**What is needed**
Extract every entry word for word. Skip the pictures.

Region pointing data
■ ■ ■ ■ ■

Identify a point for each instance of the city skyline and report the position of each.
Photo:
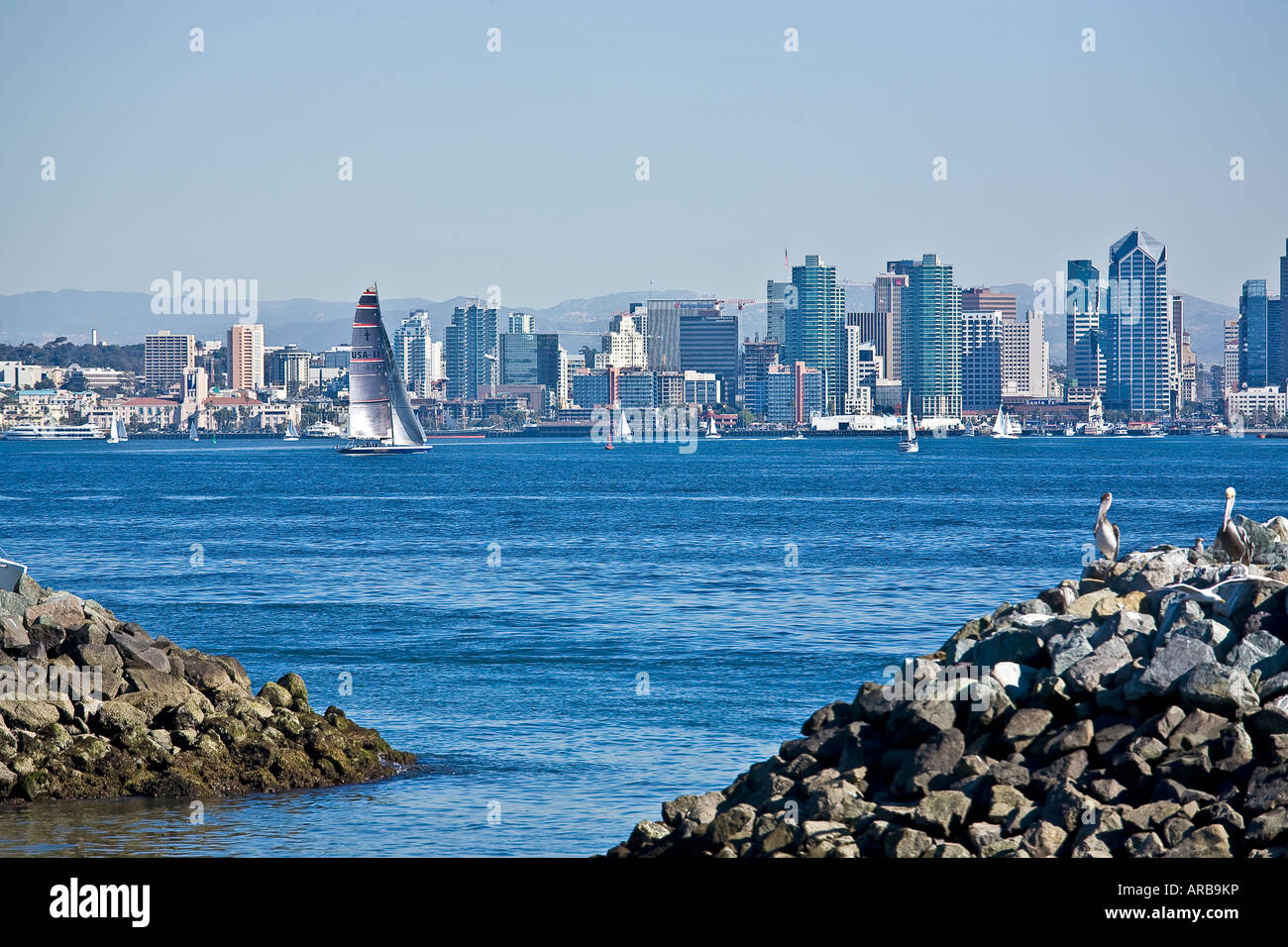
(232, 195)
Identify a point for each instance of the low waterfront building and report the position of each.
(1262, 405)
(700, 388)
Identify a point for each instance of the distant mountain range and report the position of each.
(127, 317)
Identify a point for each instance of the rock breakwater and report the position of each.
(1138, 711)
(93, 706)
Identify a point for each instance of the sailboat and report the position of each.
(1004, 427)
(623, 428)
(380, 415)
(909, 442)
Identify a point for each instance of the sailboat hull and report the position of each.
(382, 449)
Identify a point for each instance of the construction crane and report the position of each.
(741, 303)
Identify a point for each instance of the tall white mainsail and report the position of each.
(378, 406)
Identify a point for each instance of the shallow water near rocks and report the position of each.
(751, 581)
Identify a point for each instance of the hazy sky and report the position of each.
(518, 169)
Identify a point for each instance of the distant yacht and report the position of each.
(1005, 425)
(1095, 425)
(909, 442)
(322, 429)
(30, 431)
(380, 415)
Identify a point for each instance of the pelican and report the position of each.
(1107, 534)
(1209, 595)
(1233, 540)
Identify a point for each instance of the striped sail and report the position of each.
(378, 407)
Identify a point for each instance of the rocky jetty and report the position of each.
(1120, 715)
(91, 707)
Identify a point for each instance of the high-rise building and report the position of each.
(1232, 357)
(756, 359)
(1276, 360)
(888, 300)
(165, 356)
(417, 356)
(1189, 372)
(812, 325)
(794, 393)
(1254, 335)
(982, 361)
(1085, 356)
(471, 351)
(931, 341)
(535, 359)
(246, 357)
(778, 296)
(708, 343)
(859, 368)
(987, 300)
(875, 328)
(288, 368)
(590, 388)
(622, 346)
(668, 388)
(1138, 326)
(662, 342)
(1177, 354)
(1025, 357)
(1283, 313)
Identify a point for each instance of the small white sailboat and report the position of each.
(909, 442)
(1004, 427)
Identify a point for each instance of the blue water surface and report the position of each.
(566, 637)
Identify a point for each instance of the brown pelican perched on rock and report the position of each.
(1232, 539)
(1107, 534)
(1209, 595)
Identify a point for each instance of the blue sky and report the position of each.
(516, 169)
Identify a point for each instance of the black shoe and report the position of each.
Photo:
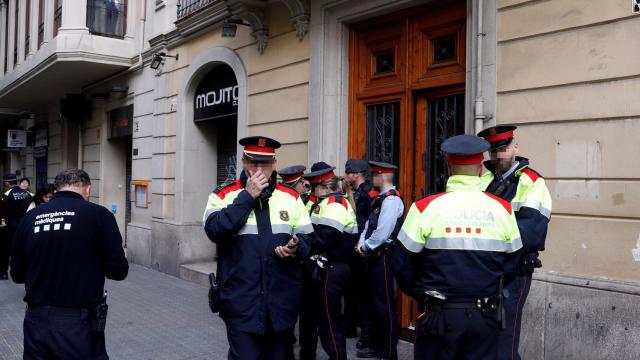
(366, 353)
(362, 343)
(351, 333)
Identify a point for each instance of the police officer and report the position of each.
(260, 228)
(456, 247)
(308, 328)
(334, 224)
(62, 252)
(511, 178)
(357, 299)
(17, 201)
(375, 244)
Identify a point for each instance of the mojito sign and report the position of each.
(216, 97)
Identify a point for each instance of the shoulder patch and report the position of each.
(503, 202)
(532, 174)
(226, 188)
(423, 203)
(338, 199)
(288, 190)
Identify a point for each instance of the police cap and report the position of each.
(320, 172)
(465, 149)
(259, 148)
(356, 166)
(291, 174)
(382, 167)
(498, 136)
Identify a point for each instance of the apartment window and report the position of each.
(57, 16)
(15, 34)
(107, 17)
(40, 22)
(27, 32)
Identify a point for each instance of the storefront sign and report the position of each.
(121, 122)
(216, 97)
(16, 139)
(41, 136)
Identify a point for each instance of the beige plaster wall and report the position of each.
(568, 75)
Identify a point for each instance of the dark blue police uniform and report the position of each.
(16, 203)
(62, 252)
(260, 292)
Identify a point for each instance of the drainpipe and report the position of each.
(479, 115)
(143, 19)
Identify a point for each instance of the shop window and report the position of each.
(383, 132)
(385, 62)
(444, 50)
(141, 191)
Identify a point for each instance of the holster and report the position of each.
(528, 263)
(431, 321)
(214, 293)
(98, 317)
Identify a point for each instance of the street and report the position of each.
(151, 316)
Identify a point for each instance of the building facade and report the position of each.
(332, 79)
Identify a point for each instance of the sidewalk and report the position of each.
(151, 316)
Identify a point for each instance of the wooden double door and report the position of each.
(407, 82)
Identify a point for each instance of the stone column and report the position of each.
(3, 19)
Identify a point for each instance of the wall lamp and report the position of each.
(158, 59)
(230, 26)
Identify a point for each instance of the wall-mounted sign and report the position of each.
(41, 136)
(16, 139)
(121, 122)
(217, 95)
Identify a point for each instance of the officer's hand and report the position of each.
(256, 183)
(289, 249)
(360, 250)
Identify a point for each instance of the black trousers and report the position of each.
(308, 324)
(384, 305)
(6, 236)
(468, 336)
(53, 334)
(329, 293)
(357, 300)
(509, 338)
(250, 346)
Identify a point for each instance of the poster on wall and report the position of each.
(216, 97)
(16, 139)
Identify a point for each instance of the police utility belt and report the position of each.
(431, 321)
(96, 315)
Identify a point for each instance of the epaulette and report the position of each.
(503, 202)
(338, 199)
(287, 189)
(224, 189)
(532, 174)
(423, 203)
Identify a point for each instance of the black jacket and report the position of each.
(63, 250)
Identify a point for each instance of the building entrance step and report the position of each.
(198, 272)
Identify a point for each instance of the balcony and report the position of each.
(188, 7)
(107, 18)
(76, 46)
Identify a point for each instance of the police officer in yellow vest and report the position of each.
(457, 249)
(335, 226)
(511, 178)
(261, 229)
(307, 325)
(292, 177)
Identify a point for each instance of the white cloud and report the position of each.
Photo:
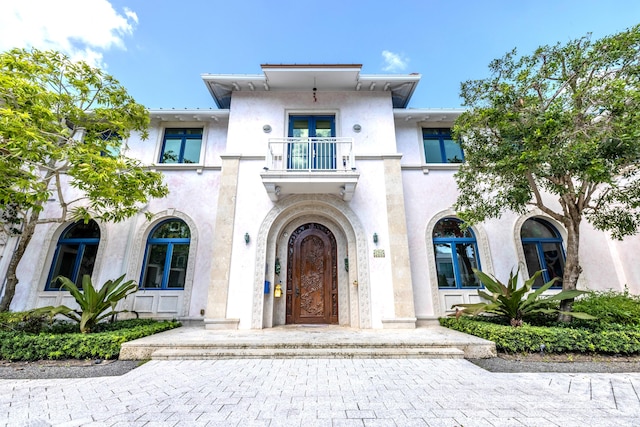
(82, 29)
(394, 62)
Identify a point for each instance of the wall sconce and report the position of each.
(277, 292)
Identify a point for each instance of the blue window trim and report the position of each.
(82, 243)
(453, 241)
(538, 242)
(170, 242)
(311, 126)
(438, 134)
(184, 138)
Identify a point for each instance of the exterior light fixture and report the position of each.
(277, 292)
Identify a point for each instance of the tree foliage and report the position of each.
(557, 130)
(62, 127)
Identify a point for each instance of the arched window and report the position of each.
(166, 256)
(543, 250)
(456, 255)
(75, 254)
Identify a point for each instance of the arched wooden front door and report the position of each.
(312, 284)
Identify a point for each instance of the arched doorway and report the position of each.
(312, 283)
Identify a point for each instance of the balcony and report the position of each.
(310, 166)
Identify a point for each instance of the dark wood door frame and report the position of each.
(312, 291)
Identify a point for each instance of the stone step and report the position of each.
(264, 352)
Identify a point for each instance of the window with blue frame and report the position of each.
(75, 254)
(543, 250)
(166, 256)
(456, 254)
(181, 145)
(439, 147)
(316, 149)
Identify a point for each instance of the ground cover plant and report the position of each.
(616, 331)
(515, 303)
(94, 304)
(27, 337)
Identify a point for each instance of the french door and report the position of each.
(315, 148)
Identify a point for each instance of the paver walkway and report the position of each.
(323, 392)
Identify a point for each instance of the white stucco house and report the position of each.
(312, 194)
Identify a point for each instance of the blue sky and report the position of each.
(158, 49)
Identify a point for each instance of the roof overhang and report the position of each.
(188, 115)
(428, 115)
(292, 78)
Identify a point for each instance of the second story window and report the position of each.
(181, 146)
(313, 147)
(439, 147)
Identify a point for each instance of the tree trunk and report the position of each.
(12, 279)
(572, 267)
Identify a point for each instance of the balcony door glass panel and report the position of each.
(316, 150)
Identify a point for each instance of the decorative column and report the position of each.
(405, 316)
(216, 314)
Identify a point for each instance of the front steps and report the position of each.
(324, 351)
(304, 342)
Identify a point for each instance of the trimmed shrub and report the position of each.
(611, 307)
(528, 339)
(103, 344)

■ ■ ■ ■ ■

**Task output**
Identify a point for each instance of the city skyline and report the position of each.
Photo:
(232, 195)
Identify a point for each instance of the low waterfront building and report the position of each.
(1262, 405)
(700, 388)
Identify a point for each instance of the distant mountain range and report the position of each.
(127, 317)
Identify a point for each instance of the rock breakwater and report the position of each.
(1138, 711)
(93, 706)
Identify a point for each instance of the sailboat and report the position of each.
(1004, 427)
(623, 428)
(380, 415)
(909, 442)
Identify a point for each instance of the sailboat hull and report the position of each.
(382, 449)
Identify a point for each instance of the construction crane and report the position of each.
(741, 303)
Identify a point for each instance of the tall white mainsail and report the position of each.
(378, 406)
Identify a point for each instance of the shallow water near rocks and report the position of each.
(751, 581)
Identify a point for each instance of the hazy sky and report the position of each.
(518, 169)
Identify a point for each instance of the distant yacht and report the position of each.
(1005, 425)
(1095, 425)
(909, 442)
(322, 429)
(30, 431)
(380, 415)
Identify a point for each instance of the pelican and report the position of each.
(1107, 534)
(1209, 595)
(1233, 540)
Identify a point for each instance of the striped sail and report the position of each.
(378, 407)
Identify a point for each instance of the rocky jetty and report the position of each.
(1120, 715)
(91, 707)
Identify a point for each instance of the high-rise building and report the position of each.
(1232, 357)
(756, 359)
(1276, 360)
(888, 300)
(165, 356)
(417, 356)
(1189, 372)
(812, 325)
(794, 393)
(1254, 335)
(982, 361)
(1085, 356)
(471, 351)
(931, 341)
(535, 359)
(246, 357)
(778, 296)
(708, 343)
(859, 368)
(987, 300)
(875, 328)
(288, 368)
(590, 388)
(622, 346)
(668, 388)
(1138, 326)
(662, 342)
(1177, 354)
(1025, 357)
(1283, 313)
Identify a point for each instance of the small white sailboat and report the position of each.
(909, 442)
(1004, 427)
Identify a point for each instance of the blue water surface and report the position of each.
(566, 637)
Identify a point for each instance of the brown pelican perched on rock and report the position of each.
(1232, 539)
(1107, 534)
(1209, 595)
Identify a point for each instance of the blue sky and report the position of each.
(516, 169)
Identify a point for each instance of the black shoe and report the position of each.
Photo:
(366, 353)
(362, 343)
(351, 333)
Identify a point for each instance of the police officer and report the position of each.
(260, 228)
(456, 247)
(308, 328)
(334, 224)
(62, 252)
(511, 178)
(357, 299)
(17, 201)
(375, 244)
Identify a point for each instance of the mojito sign and report the position of each.
(216, 97)
Identify a point for each instance of the shoulder patch and report the position of each.
(503, 202)
(532, 174)
(226, 188)
(423, 203)
(338, 199)
(288, 190)
Identify a point for each instance of the police cap and report the position of each.
(320, 172)
(465, 149)
(259, 148)
(356, 166)
(291, 174)
(382, 167)
(498, 136)
Identify a point for each instance of the apartment window and report the position of each.
(57, 16)
(15, 34)
(107, 17)
(40, 22)
(27, 32)
Identify a point for each instance of the storefront sign and report the position of each.
(121, 122)
(216, 97)
(16, 139)
(41, 136)
Identify a point for each instance of the beige plaster wall and report the position of each.
(568, 75)
Identify a point for each instance of the dark blue police uniform and report the position of each.
(16, 203)
(62, 252)
(260, 292)
Identify a point for each instance of the drainpipe and report the position of each.
(479, 115)
(143, 19)
Identify a point for each instance of the shop window and report the position of each.
(383, 132)
(385, 62)
(444, 50)
(141, 191)
Identify a point for each instance of the holster and report the position of each.
(528, 263)
(431, 321)
(214, 293)
(98, 317)
Identify a point for each instance of the street and report the position of each.
(151, 316)
Identify a point for each instance of the building facade and report the position of each.
(332, 79)
Identify a point for each instance of the sidewalk and report the position of each.
(151, 316)
Identify a point for each instance of the wooden double door and report the position of each.
(407, 82)
Identify a point for each instance of the stone column and report the position of each.
(3, 19)
Identify a point for each instance of the wall lamp and report the position of each.
(158, 59)
(230, 26)
Identify a point for each instance of the wall-mounted sign and report the position of each.
(41, 136)
(16, 139)
(121, 122)
(217, 95)
Identify a point for each instance of the officer's hand and report the position of each.
(256, 183)
(289, 249)
(360, 250)
Identify a point for each instance of the black trousers and report the position of each.
(308, 324)
(384, 305)
(6, 236)
(468, 336)
(53, 334)
(329, 293)
(357, 300)
(509, 338)
(250, 346)
Identify a point for each instance of the poster on wall and report the position of each.
(216, 97)
(16, 139)
Identify a point for each instance of the police utility belt and report the position of each.
(431, 321)
(96, 315)
Identify a point for each instance of the epaulette and report the position of each.
(503, 202)
(338, 199)
(287, 189)
(224, 189)
(532, 174)
(423, 203)
Identify a point for each instance of the black jacket and report the position of each.
(63, 250)
Identify a point for each instance of the building entrance step and report the position of each.
(198, 272)
Identify a point for each instance of the balcony and report the position of each.
(188, 7)
(107, 18)
(76, 46)
Identify a point for each instance of the police officer in yellow vest and report the position of each.
(457, 249)
(335, 226)
(511, 178)
(261, 229)
(307, 325)
(292, 177)
Identify a point for each instance of the white cloud and report the position of each.
Photo:
(82, 29)
(394, 62)
Identify a point for each instance of the wall sconce and report the position of each.
(277, 292)
Identify a point for each instance of the blue window trim and report the position of each.
(82, 243)
(453, 241)
(538, 242)
(170, 242)
(311, 126)
(438, 134)
(184, 138)
Identify a point for each instance of the exterior light fixture and report the position of each.
(277, 292)
Identify a point for each instance of the tree foliage and report the position of each.
(557, 130)
(62, 127)
Identify a point for each instance of the arched window and report the position of each.
(166, 256)
(543, 250)
(456, 255)
(75, 254)
Identify a point for each instance of the arched wooden front door and report the position of each.
(312, 284)
Identify a point for each instance of the arched doorway and report the position of each.
(312, 283)
Identify a point for each instance of the balcony and report the position of each.
(310, 166)
Identify a point for each instance of the dark wood door frame and report the position of each.
(312, 291)
Identify a point for each instance of the stone step and report the position of each.
(264, 352)
Identify a point for each instance of the window with blue frame and report the position of each.
(75, 254)
(543, 250)
(166, 256)
(456, 254)
(181, 145)
(439, 147)
(316, 149)
Identify a point for each instance of the ground cover plant and report the position of each.
(616, 331)
(515, 303)
(94, 304)
(27, 337)
Identify a point for each instance of the french door and report the position of each.
(315, 148)
Identify a point for each instance of the paver walkway and report the position of each.
(323, 392)
Identify a point for each instance of the white stucco house and report the position of each.
(312, 194)
Identify a point for each instance of the blue sky and report the position of each.
(158, 49)
Identify a point for each instance of the roof overhang and report the position of each.
(188, 115)
(428, 115)
(292, 78)
Identify a point for each instance of the second story window and report the position of each.
(181, 146)
(313, 147)
(439, 147)
Identify a point for each instance of the tree trunk and report the position of each.
(12, 279)
(572, 267)
Identify a point for each instance of the balcony door glass panel and report the position of each.
(316, 150)
Identify a point for each instance of the decorative column and report the position of each.
(405, 316)
(216, 314)
Identify a point for each instance of the front steps and report the position of each.
(324, 351)
(304, 342)
Identify a point for each instance of the trimmed shrub and report the position of each.
(611, 307)
(528, 339)
(103, 344)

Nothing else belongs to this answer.